_Stated goal 1_.
In the notebook code below, what value is assigned to BATCH_SIZE?

_Text section_.
..........

### Imports

In [1]:
import os
import numpy as np
import pandas as pd
import json
import warnings
import logging
import gc
import random
import math
import re
import ast
from tqdm import tqdm
from typing import Optional
from datetime import datetime

import nltk
from nltk.translate.bleu_score import sentence_bleu
from nltk.translate.meteor_score import meteor_score
from rouge_score.rouge_scorer import RougeScorer

warnings.filterwarnings("ignore")

import torch
from torch.utils.data import DataLoader, TensorDataset


### Config

In [2]:
TARGET_COLUMN = 'code_mixed_explanation'
TEXT_INPUT_PATH = '../../Data/Text/'
ACOUSTIC_INPUT_PATH = '../../Data/Audio/'
VISUAL_INPUT_PATH = '../../Data/Video/'

MODEL_OUTPUT_DIR = '../../models/MAF-TAV-BART/'
RESULT_OUTPUT_DIR = '../../results/MAF-TAV-BART/'

LOWERCASE_UTTERANCES = False
UNFOLDED_DIALOGUE = True

if UNFOLDED_DIALOGUE:
    SOURCE_COLUMN = 'dialogue'
else:
    SOURCE_COLUMN_1 = 'target'
    SOURCE_COLUMN_2 = 'context'
    


SOURCE_MAX_LEN = 480
TARGET_MAX_LEN = 50
MAX_UTTERANCES = 25

ACOUSTIC_DIM = 154
ACOUSTIC_MAX_LEN = 600

VISUAL_DIM = 2048
VISUAL_MAX_LEN = 96 

BATCH_SIZE = 4
MAX_EPOCHS = 60

BASE_LEARNING_RATE = 5e-6
NEW_LEARNING_RATE = 5e-5
WEIGHT_DECAY = 1e-4

NUM_BEAMS = 5
EARLY_STOPPING = True
NO_REPEAT_NGRAM_SIZE = 3

EARLY_STOPPING_THRESHOLD = 5


In [6]:
def set_random_seed(seed: int):
    """

..........

_Records for this exercise_.
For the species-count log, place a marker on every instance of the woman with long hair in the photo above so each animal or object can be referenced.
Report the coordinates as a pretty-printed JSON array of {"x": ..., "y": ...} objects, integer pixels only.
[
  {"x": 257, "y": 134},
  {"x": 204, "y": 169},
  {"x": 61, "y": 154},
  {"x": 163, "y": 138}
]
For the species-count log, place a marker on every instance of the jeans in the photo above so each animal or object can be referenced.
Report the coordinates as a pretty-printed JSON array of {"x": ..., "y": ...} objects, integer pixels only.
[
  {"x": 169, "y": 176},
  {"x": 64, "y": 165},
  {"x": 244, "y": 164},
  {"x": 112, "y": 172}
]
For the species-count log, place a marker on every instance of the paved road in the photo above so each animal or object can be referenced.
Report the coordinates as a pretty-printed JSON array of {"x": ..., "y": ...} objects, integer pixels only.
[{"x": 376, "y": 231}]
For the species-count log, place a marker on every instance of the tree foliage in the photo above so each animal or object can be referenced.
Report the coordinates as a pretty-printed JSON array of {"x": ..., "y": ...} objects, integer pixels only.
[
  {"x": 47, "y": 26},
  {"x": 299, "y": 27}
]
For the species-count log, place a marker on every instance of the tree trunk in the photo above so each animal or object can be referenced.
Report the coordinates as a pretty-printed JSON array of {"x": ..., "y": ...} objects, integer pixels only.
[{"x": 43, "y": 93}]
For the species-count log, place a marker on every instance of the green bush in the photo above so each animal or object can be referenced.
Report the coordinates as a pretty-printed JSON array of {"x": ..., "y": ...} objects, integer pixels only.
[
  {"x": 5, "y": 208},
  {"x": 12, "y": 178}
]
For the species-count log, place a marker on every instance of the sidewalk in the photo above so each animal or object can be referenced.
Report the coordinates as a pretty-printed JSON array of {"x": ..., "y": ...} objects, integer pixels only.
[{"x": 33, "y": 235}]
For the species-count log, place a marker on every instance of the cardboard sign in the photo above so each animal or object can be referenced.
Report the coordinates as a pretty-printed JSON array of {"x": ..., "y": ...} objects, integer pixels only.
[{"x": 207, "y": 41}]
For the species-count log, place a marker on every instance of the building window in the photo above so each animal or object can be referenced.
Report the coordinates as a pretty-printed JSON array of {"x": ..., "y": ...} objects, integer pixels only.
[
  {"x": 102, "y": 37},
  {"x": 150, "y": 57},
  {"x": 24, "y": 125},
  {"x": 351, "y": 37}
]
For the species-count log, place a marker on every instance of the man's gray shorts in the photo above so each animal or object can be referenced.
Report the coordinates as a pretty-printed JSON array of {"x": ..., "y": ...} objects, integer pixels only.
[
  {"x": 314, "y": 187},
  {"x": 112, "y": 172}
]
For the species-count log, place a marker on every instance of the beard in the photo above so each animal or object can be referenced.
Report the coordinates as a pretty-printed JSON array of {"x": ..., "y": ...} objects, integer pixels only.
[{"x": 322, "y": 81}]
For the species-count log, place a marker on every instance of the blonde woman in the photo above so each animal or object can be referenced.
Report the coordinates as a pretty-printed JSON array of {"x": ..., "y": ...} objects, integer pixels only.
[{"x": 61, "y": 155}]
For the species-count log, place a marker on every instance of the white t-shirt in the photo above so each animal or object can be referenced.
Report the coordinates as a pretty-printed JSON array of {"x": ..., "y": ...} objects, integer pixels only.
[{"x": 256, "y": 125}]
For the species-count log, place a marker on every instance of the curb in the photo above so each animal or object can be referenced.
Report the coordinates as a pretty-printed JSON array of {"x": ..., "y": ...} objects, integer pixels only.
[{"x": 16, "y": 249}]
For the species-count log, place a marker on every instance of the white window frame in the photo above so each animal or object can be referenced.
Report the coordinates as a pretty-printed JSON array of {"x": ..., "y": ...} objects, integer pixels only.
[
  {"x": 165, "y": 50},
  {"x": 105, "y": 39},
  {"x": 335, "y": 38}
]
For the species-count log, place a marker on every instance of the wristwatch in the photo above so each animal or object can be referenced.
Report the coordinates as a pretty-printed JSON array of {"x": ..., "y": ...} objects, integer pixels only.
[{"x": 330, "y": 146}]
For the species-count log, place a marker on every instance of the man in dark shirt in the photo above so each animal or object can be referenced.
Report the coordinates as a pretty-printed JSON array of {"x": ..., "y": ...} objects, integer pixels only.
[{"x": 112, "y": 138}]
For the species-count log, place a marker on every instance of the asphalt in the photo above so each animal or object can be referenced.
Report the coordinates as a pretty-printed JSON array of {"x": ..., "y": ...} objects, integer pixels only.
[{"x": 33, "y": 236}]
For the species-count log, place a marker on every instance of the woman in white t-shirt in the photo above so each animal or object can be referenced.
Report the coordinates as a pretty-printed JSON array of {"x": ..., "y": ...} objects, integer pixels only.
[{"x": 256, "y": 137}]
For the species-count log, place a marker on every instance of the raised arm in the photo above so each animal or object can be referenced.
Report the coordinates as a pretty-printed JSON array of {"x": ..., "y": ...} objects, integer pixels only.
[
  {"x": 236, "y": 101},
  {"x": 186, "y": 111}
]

..........

_Stated goal 2_.
Locate each line in the records above that contains the word "window", and copy those lines.

_Result 1_.
4

_Result 2_.
For the species-count log, place a marker on every instance of the building window in the photo above so each animal or object can be referenced.
For the species-count log, place a marker on every instance of the white window frame in the photo above so each animal or object can be referenced.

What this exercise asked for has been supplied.